• Consigna A: Enumera los estigmas de las grandes ciudades que el texto sobre ciudad y campo nombra de forma expresa.
• Consigna B: Transcribe del texto sobre ciudad y campo el pasaje que comienza en las palabras "Como es bien" y termina después de "pendular a lo largo de la historia.".
• Consigna C: Según el texto sobre ciudad y campo, ¿a qué propuestas daría paso la revolución industrial?

• Bloque de texto:
Esta circunstancia, y el hecho de que tales movimientos respondan también a la creciente preocupación por la desertización y abandono de las áreas rurales, invitan a la reflexión sobre el potencial alcance operativo, en términos demográficos y económicos, de un retorno de población y actividad a la España vaciada.
Como es bien sabido, los deméritos de la ciudad a favor de la vida en el campo no son algo novedoso. Hubo crisis urbana y generalizada repoblación rural tras la caída del Imperio Romano de Occidente, y repudio de la ciudad e idealización del mundo campestre en la novela pastoril, en la poesía bucólica de la Antigüedad y del Renacimiento, o en el canto por la poesía ascética de las bondades de la vida retirada y ermitaña. La revolución industrial daría paso a las propuestas del socialismo utópico, y a las más hacederas de los distintos modelos de ciudad jardín. La tensión ideológica entre ciudad y campo se ha mantenido en oscilación pendular a lo largo de la historia.
De un modo u otro, el rechazo de las complicaciones y el bullicio de la gran ciudad, y la idealización de la tranquilidad y sosiego de la aldea, son motivos con notable presencia a lo largo de la historia. Si este credo volviera a prosperar, estaríamos ante un nuevo florecimiento del ruralismo que, en realidad, ya estaba activo antes de la pandemia. Ésta será, si acaso, el impulso final que desencadenase su nueva andadura. La vida rural se vería revalorada ahora, además, por su mayor seguridad frente a la gran ciudad, cuyo aura -ya erosionada por su hipertrofia, sus disfunciones y sus efectos de despoblamiento rural- puede sufrir otra merma en la medida en que, como ya se ha insinuado, se instituya el mito de que las aglomeraciones urbanas son causa desencadenante y catalizador de la pandemia.
Así, al tópico rechazo de la masificación, el stress, la deshumanización, y otros estigmas que pesan sobre las grandes ciudades, se sumaría ahora la resignada renuncia de muchos devotos urbanitas a sus ventajas, compensada por la sublimación de las cualidades de la aldea, con su menor intensidad y variedad de contactos, y justificada, además, como defensa contra la vulnerabilidad sanitaria a la que, supuestamente, habría conducido el crecimiento poblacional y su progresiva concentración en ciudades.

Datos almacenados
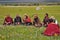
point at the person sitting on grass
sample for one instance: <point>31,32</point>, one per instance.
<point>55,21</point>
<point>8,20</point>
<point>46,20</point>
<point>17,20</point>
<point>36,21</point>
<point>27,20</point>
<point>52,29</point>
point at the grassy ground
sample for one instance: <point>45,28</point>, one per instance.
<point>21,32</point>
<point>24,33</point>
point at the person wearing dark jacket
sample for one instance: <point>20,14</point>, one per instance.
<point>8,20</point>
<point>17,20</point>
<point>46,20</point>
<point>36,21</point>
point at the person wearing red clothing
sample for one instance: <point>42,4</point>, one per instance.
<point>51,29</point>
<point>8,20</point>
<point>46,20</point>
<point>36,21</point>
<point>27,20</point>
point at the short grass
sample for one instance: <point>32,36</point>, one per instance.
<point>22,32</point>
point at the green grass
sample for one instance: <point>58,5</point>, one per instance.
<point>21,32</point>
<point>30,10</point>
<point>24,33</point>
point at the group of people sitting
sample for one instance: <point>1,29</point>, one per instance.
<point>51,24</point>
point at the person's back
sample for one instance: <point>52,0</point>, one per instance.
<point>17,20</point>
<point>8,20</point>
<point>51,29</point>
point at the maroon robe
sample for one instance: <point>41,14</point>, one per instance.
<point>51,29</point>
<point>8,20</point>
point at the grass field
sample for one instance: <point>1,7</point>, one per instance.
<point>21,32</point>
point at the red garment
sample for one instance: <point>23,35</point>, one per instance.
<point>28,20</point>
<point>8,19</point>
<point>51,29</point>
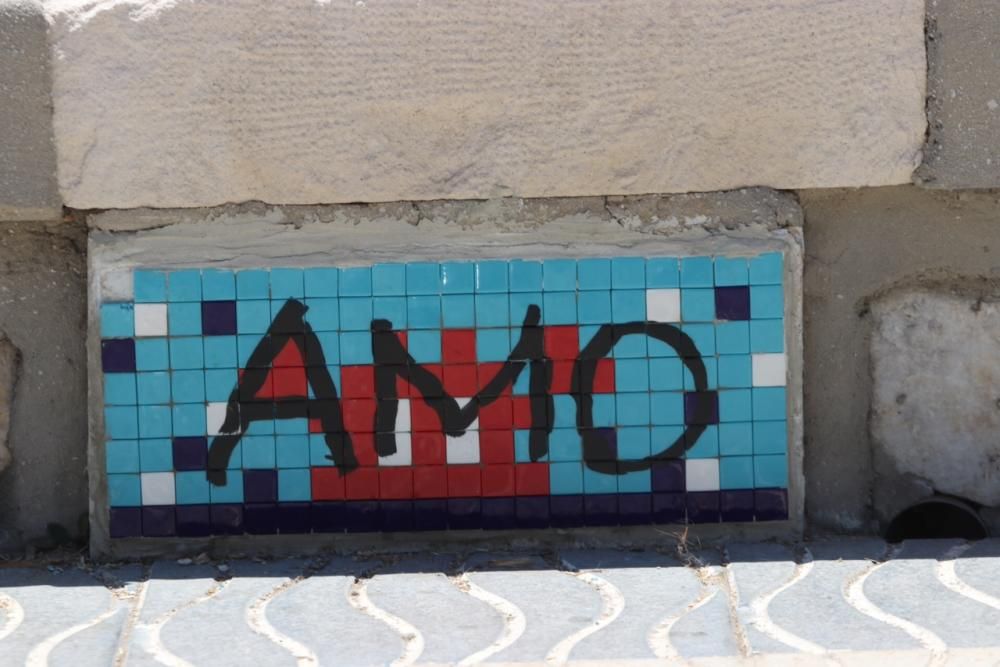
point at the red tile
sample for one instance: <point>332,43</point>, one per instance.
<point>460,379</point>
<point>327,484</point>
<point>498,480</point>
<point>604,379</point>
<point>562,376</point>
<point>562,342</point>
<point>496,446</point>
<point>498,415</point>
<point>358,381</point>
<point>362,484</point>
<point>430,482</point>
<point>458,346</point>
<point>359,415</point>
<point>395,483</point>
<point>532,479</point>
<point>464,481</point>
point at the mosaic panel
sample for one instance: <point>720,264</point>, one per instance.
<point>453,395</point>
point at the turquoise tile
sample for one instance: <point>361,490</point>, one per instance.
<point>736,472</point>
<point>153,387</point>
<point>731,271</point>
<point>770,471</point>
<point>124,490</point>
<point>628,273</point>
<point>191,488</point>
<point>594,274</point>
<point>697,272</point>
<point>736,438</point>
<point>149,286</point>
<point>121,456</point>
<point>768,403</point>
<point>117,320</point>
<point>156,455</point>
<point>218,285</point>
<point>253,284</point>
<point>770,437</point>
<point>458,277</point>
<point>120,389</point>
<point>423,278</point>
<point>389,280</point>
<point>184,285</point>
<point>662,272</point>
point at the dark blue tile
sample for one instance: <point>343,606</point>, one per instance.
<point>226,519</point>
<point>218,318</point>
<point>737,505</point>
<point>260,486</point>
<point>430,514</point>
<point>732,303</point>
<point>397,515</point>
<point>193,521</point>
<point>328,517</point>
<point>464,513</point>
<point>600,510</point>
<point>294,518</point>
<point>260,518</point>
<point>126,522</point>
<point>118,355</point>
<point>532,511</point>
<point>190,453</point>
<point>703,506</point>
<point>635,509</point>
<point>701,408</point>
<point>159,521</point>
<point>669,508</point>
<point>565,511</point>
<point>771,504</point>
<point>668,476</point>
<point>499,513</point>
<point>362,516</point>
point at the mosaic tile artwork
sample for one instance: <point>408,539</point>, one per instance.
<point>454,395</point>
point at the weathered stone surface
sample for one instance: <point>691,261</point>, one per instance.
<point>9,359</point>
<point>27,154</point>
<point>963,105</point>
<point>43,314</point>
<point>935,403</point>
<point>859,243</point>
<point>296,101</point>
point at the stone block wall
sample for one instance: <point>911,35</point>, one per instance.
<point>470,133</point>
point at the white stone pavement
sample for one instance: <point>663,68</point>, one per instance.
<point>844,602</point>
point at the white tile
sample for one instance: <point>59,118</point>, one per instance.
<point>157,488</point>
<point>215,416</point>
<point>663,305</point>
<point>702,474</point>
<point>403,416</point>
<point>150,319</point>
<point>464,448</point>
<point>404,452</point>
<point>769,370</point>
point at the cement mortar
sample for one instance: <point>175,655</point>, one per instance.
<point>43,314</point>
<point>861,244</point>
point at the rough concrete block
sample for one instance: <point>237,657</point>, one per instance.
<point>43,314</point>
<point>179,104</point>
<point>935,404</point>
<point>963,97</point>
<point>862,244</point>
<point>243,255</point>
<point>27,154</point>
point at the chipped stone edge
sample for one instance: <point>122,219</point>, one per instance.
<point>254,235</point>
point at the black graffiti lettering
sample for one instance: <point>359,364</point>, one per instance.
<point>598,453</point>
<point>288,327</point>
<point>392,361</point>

• Resultado A: La masificación, el stress y la deshumanización.

• Resultado B:
Como es bien sabido, los deméritos de la ciudad a favor de la vida en el campo no son algo novedoso. Hubo crisis urbana y generalizada repoblación rural tras la caída del Imperio Romano de Occidente, y repudio de la ciudad e idealización del mundo campestre en la novela pastoril, en la poesía bucólica de la Antigüedad y del Renacimiento, o en el canto por la poesía ascética de las bondades de la vida retirada y ermitaña. La revolución industrial daría paso a las propuestas del socialismo utópico, y a las más hacederas de los distintos modelos de ciudad jardín. La tensión ideológica entre ciudad y campo se ha mantenido en oscilación pendular a lo largo de la historia.

• Resultado C: A las del socialismo utópico y a las de los distintos modelos de ciudad jardín.